# It is like I have zero tolerance with my husband



## LemonLime (Mar 20, 2012)

I dont know if this has to do with having a baby under a year and the financial stress of it or what but since we had our baby last summer, I am finding I just cannot tolerate my husband. There are so many thing that tick me off about him. I even have to ask him to go to a different room sometimes because he annoys the heck outta me. It is the little things and the big things. We have gone to counseling for a couple of sessions but finding a sitter caused issues. It helped a little bit but I feel like maybe we need to get the spark back and things will get better.
I dont know, does this resonate with anyone? Or am I a freak?


----------



## 2nd_t!me iz_best (Feb 28, 2011)

FrEaK!!!

kidding only 

how long you been married?

if counseling helped a little with only a couple sessions, dont you think doing whatever you can to get a sitter and continuing would help even more?

i think i would find a way if you already know its helping.

good luck


----------



## LemonLime (Mar 20, 2012)

I would love to be able to. My husband works nights and we were told they ask you do not bring your child so going during the day is out because there is no one to watch our baby. 

Maybe I will try to get an appt during his week of holidays. 

We have been married just over a year.


----------



## anotherguy (Dec 14, 2011)

Examples... we want examples. 

I mean.. are we talking about the way he snaps his gum, or the way his goofy laugh is annoying... or how he picks his nose and then wipes it on the wall?

I supose my response to all 3 would be a little different - and we cant render righteous summary judgement and proclamations without some frame of reference... right?

...and yeah.. if counceling was working... I would find a way to deal with the sitter 'issues' one way or another. Certainly more likely to provide meanngful feedback to the both o you than us knuckleheads.


----------



## LemonLime (Mar 20, 2012)

the way he chews, the fact that he cant rip himself from his stupid ipad, he sits on the couch in boxers with his balls hanging out, he is socially nervous, he complains that he is tired all the time, (uh, yeah, with a new baby, I am tired too) he does not finish something once he starts it...I could go on and on


----------



## 2nd_t!me iz_best (Feb 28, 2011)

LemonLime said:


> he sits on the couch in boxers with his balls hanging out,


that dont turn you on?

 :scratchhead:


----------



## that_girl (Jul 6, 2011)

You are NOT a freak. I felt this way about an ex (we were together for 3 years and were planning a wedding!) and I had to leave him....but he was a hoarder (I saw that and freaked) and there were other issues.

However, there is something you're not happy with WITHIN yourself that you don't want to deal with, so you lash out and pick on your hubs.

What's goin in inside you?


----------



## that_girl (Jul 6, 2011)

2nd_t!me iz_best said:


> that dont turn you on?
> 
> :scratchhead:


I spit my water. (about balls hanging out) :lol:

I can see this being annoying if you're already disgusted by his behavior. I would just laugh if Hubs did this. x_X


----------



## LemonLime (Mar 20, 2012)

* **Material to process**:
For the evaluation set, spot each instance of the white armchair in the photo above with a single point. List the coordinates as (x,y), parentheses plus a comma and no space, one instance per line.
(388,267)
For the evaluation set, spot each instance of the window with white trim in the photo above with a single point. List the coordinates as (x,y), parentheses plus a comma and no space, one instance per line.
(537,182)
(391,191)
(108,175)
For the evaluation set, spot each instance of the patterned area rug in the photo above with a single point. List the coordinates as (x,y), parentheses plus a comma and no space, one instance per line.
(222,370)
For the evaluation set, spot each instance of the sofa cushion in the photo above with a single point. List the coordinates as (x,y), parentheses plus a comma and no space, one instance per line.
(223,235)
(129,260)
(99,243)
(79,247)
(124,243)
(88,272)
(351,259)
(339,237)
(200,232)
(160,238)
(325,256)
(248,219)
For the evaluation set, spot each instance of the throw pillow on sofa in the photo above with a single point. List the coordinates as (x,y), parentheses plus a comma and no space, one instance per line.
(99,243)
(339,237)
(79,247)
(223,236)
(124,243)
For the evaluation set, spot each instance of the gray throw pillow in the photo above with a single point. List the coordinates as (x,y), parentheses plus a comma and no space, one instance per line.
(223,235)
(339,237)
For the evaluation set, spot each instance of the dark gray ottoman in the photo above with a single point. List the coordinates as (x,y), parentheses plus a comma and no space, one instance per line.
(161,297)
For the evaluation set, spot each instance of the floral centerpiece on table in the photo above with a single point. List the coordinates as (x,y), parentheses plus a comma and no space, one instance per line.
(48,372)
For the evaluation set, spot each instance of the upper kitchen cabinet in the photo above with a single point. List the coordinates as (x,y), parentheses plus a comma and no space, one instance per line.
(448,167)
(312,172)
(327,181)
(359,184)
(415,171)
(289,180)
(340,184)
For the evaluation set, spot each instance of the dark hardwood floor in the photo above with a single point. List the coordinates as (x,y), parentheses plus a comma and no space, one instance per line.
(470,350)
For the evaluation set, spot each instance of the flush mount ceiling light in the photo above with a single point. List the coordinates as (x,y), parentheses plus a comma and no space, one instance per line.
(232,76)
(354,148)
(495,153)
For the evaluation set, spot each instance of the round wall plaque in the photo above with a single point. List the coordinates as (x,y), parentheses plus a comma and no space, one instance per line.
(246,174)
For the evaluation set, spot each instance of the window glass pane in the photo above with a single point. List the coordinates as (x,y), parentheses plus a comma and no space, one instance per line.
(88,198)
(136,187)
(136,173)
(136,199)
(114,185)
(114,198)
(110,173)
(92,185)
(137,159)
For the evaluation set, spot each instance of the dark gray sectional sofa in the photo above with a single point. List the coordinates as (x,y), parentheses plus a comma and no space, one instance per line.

* **Brief 1**:
Please rescale the listing from the line containing "For the evaluation set, spot each instance of the flush" through the end of the listing, both included: repeat every line, requests unchanged, and multiply each answer coordinate by 1.05, rounding to whole numbers with halves rounded up. Return only those lines.
* **Brief 2**:
Write the next part of the forum thread about feeling zero tolerance toward a husband, starting where it stops.

* **Task response 1**:
For the evaluation set, spot each instance of the flush mount ceiling light in the photo above with a single point. List the coordinates as (x,y), parentheses plus a comma and no space, one instance per line.
(244,80)
(372,155)
(520,161)
For the evaluation set, spot each instance of the round wall plaque in the photo above with a single point. List the coordinates as (x,y), parentheses plus a comma and no space, one instance per line.
(258,183)
For the evaluation set, spot each instance of the window glass pane in the photo above with a single point. List the coordinates as (x,y), parentheses plus a comma and no space, one instance per line.
(92,208)
(143,196)
(143,182)
(143,209)
(120,194)
(120,208)
(116,182)
(97,194)
(144,167)
For the evaluation set, spot each instance of the dark gray sectional sofa in the photo above with a single point. List the coordinates as (x,y), parentheses plus a comma and no space, one instance per line.

* **Task response 2**:
hahaha, seeing his hairy balls stuck to his leg is NOT a turn on.... lol

I constantly tell him I dont want to see it and with our baby around and as he grows up, I just dont think it is ok to sit around with your junk out.


that_girl said:


> You are NOT a freak. I felt this way about an ex (we were together for 3 years and were planning a wedding!) and I had to leave him....but he was a hoarder (I saw that and freaked) and there were other issues.
> 
> However, there is something you're not happy with WITHIN yourself that you don't want to deal with, so you lash out and pick on your hubs.
> 
> What's goin in inside you?


Oh and his mom handed down her hoarder tendancies to him...annoying the **** outta me! That is another thing, I want to get rid of his crap he never uses and he seriously pouts and runs to our bedroom, not kidding.

and I dont know, what are you suggesting it could be?


----------



## that_girl (Jul 6, 2011)

I don't know, I'm not you. But i'm dying with your description of hairy balls sticking to his leg :lol: Ew! hahaha

Are you just not happy with things right now? Wish you could be doing something else? Overwhelmed with new mommyhood?


----------



## 2nd_t!me iz_best (Feb 28, 2011)

LemonLime said:


> annoying the **** outta me!


is this h3ll?
[email protected]?
sh!t?

we need to know to get the full meaning of this annoyance you speak of


----------



## LovesHerMan (Jul 28, 2011)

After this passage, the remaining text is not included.